-- YOUR OBJECTIVE --
Can you pick up the Murnau film review from its last line and keep writing it?

-- EXERCISE TEXT --
═══

His wife suggests he write about it, to ease his mind, and as he begins to do so we flash back to the years he's recalling,
the body of the film's narrative. But the same middle-aged actor is cast as the writer when young -- a miscalculation which
the film never recovers from. It just doesn't make sense, and neither does much else in the tale.
The middle-aged actor plays an idealistic youth who catches a brief glimpse of a beautiful women when her carriage knocks
him down in the street one day. He becomes obsessed with her, loses his job and his scruples, meets another woman who looks
like his "phantom" and squanders part of his aunt's fortune keeping this second woman as his mistress, which eventually
lands him in jail.
The Film Forum program notes indicate that the "phantom", played in both incarnations by Lya de Putti, is scamming
the old boy in collaboration with his aunt, but this is never made clear in the film itself -- not that anyone could possibly
care.
One always suspects that Murnau is working with tongue in cheek when he takes on material like this -- subverting it by
taking its preposterous twists and turns a bit TOO seriously. This suspicion is partly confirmed here, when one of the "youth's"
disreputable companions says, "With the right costumes we could put on a pretty good melodrama." In fact there's
nothing wrong with the costumes here, but little right with any of the rest of it.
I personally don't get Lya de Putti. She has a wonderful iconic face in stills, and sometimes in stasis on moving picture
film, but she doesn't move well -- her plump pear-shaped body never suggests sensuality to me, although de Putti postures
as though it might suggest something of the sort to somebody. I really can't imagine why she became a star.
Lil Dagover, without much to do as the "youth's" true-hearted admirer, is briefly charming.
Janet Bergstrom has made a straightforward no-frills documentary called "Four Devils: Traces Of A Lost Film"

═══

-- INFORMATION PROVIDED --
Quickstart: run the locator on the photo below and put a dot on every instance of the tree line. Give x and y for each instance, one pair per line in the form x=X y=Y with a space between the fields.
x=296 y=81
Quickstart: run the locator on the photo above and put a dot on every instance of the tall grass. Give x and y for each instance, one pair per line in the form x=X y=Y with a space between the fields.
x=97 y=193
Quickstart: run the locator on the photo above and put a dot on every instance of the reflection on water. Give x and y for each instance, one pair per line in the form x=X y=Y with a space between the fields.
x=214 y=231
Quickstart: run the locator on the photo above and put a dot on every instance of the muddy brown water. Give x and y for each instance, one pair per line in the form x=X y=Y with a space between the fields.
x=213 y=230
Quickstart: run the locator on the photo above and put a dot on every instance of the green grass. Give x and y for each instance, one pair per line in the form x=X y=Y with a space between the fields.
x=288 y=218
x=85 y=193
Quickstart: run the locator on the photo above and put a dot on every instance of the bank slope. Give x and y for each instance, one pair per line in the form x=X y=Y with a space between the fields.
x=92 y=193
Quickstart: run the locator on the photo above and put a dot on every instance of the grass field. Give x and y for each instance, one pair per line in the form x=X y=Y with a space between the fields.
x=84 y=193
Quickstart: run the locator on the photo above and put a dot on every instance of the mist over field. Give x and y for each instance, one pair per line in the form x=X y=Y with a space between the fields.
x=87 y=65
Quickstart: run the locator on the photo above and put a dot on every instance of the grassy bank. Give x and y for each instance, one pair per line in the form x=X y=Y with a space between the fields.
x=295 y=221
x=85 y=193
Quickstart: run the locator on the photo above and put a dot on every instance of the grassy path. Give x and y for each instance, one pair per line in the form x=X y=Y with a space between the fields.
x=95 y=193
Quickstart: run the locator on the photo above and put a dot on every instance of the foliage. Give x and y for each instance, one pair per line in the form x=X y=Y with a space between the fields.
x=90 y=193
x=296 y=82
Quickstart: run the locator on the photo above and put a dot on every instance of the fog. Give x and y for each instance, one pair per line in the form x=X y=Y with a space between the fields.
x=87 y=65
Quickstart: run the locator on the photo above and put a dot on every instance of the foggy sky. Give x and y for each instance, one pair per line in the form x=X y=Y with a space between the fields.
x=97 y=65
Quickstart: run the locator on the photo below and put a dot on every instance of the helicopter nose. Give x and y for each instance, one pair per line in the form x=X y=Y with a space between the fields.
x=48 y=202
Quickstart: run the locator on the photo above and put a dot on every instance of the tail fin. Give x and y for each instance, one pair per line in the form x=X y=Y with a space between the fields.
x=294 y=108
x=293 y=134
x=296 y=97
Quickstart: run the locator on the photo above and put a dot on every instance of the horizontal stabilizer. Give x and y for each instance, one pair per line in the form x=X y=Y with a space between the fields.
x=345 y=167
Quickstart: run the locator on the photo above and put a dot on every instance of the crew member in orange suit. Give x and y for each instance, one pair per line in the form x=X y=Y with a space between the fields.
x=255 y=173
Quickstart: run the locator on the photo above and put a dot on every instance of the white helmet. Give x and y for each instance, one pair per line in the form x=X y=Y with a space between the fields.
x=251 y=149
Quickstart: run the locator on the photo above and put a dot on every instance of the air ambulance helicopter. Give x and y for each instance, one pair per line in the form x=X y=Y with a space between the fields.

═══

-- OUTPUT FOR THIS EXERCISE --
about Murnau's most famous vanished work. She uses production stills and drawings, surviving treatment and script drafts,
intertitle lists and reviews of the time to try and give us a sense of what the film was like.
From the evidence it seems to have been a charming, visually elaborate fable about four orphaned kids who grow up together
in the circus and eventually perform together as a team of high-flying acrobats called "The Four Devils". Janet
Gaynor, the only major star in the picture, loves one of the other guys in the act, but he's seduced away from her and the
circus by an aristocratic vamp -- a familiar enough Murnau theme.
The movie originally had a spectacular tragic ending, but a happy one was substituted by Murnau before its premiere (as
a silent film.) For reasons that Bergstrom cannot identify -- perhaps they are simply not known -- Murnau and Fox were becoming
disenchanted with each other after "Sunrise". "Four Devils" was reworked extensively for a sound release
without Murnau's participation -- the story was changed, long talking sequences were shot and the ending was modified yet
again. The result seems to have been far inferior to Murnau's original silent version, even as amended by the happy ending
he shot.
All versions of the film have been lost.
Some reviewers of the time found the film emotionally unconvincing -- it seems to have offered the same sort of simple-minded
moralizing that bothers many people in "Sunrise" -- but the film's cinematography was nominated for an Academy Award
and the atmospheric sketches of various scenes by the film's designer and descriptions of some of the moving camera shots
suggest that it was a visual feast. One suspects that Murnau's plastic imagination may have invested the modest tale with
mythic dimensions which no plot summary could ever convey -- as no plot summary can ever convey the power of "Sunrise".
The milieu of the circus strikes me as a rich subject for Murnau's eye -- and the thought of what images might have vanished
forever with the last print of this film is heartbreaking.